» Aim: Rewrite every line of the records below, requests included, and scale each polygon coordinate in the answers by 1.1, rounding to the nearest whole number with halves rounded up. Leave the numbers in the requests and their layout samples unchanged.

» Data records:
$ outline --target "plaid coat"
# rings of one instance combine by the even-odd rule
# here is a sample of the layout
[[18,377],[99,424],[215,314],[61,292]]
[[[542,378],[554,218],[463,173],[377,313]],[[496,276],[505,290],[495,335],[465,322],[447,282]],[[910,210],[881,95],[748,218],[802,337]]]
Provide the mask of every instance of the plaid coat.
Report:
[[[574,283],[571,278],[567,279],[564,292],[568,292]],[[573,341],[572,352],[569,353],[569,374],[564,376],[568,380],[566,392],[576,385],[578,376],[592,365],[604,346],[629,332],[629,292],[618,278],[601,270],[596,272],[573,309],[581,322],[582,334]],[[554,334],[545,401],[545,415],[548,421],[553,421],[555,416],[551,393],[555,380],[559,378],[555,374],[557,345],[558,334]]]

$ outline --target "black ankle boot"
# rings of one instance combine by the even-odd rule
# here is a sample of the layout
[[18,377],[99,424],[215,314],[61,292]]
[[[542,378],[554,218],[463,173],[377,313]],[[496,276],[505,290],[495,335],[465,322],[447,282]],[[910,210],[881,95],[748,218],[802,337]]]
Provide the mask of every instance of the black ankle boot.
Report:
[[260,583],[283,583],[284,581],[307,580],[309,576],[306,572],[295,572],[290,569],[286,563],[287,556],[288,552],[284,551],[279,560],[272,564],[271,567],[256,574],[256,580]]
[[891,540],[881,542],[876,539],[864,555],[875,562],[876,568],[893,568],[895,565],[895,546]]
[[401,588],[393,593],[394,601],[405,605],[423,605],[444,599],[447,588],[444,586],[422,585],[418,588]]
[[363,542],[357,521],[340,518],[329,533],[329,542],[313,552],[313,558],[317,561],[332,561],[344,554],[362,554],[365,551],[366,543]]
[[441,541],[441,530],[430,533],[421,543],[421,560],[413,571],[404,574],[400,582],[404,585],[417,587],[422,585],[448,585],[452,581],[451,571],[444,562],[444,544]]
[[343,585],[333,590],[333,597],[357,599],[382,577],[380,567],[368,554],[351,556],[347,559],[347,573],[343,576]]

» Complete answer:
$ outline --target "plaid coat"
# rings of one instance combine by the even-odd rule
# here is a sample of the layout
[[18,377],[99,424],[215,314],[61,292]]
[[[542,378],[554,218],[463,173],[377,313]],[[496,276],[505,290],[495,335],[465,322],[447,282]],[[910,210],[881,95],[748,218],[802,337]]]
Provide the mask of every instance of the plaid coat.
Report:
[[[631,311],[628,306],[624,307],[620,321],[625,321]],[[630,375],[629,387],[626,388],[626,411],[620,414],[625,418],[623,431],[634,424],[636,414],[651,402],[664,381],[692,365],[692,321],[680,306],[661,297],[656,299],[630,340],[639,354],[640,367]],[[609,367],[600,441],[600,457],[603,463],[608,463],[611,458],[606,432],[611,418],[615,416],[611,411],[613,380],[614,367]]]

$ outline --target "black ankle boot"
# rings of one instance combine by the even-odd rule
# here is a sample of the layout
[[18,377],[99,424],[215,314],[61,292]]
[[[542,378],[554,218],[463,173],[377,313]],[[496,276],[505,290],[495,335],[465,322],[447,282]],[[910,210],[881,95],[748,218],[802,337]]]
Provide the mask of every instance of the black ankle boot.
Report:
[[286,641],[311,641],[312,639],[338,638],[340,634],[337,629],[325,629],[319,626],[315,619],[316,612],[317,607],[312,606],[307,616],[299,620],[298,624],[282,631],[282,638]]
[[980,594],[969,596],[964,593],[950,611],[963,618],[964,625],[982,625],[985,622],[985,601]]
[[441,647],[432,652],[433,661],[446,666],[465,666],[488,659],[492,647],[488,645],[464,644],[460,647]]
[[399,596],[393,573],[374,570],[362,586],[362,596],[344,607],[344,614],[349,617],[365,617],[378,609],[398,609],[402,606],[403,597]]
[[485,595],[485,583],[473,586],[463,597],[463,616],[454,628],[444,631],[440,640],[444,644],[459,646],[464,644],[493,644],[497,639],[496,628],[488,618],[488,598]]
[[377,644],[366,649],[366,657],[393,659],[420,635],[418,624],[405,609],[386,612],[382,615],[382,630],[377,634]]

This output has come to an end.